Other disaster research has emphasized that cultural norms or patterns tend to remain stable and not adapt easily to sudden changes, even in the face of calamitous environmental events. Data from Switchback provide a layered interpretation of culture. When the unit of analysis was at the household level, cultural norms or patterns of aid acquisition did not hold up under the stresses of housing recovery in the wake of a natural disaster.

Both these groups exemplified transactional stress theory, which emphasizes the use of logical means to overcome unexpected obstacles and encourage people to act in self-benefiting ways Lazarus and Folkman An intriguing problem then becomes why African-Americans did not also access all sources of available aid. In reality, as can be seen by the number of FEMA application, African-Americans, like their neighbors, tried to apply for recovery assistance, but were not able to obtain it, due to their lower household incomes and other environmental factors.

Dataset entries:

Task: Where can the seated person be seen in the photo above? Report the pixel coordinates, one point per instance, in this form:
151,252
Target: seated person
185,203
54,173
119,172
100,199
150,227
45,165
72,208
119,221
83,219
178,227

# Stated goal
Write the next part of the passage on housing recovery and aid after the disaster in Switchback, starting right after its final sentence.

# Response to this exercise
When federal help was of little avail to them, they were left with virtually no assistance. When the unit of analysis is the community, cultural patterns remained constant. The African-American community in Switchback was not well integrated among itself, as was evidenced by the numerous churches within the town that served relatively small congregations, and less so with its neighbors.

There seemed to be no attempt to organize among themselves, and the lack of a galvanizing leader, who could articulate the needs of the African-American community and advocate for them, made it that much easier for Anglos to ignore their ethnic neighbors. There were definite efforts to paint minorities, and African-Americans in particular, as lazy and just there to take advantage of the system and reap all the benefits of recovery assistance, which it was insinuated they did not deserve KI98—32 ; KI98—03 ; KI98—05 It is not clear from this study whether the denigration expressed toward African-Americans has been so impressed on the population that they have internalized the knowledge and learned never to press for assistance from local Anglo sources; or if, the negative attitude toward African-Americans, either consciously or subconsciously, thwarted Anglo power holders from breaking with cultural patterns and providing assistance to this group.

The group most consistently affected negatively by its ethnicity was the African-Americans. Significant negative differences were found in the aid received between African-Americans and both Anglos and Hispanics, even after controlling for demographic and damage differences.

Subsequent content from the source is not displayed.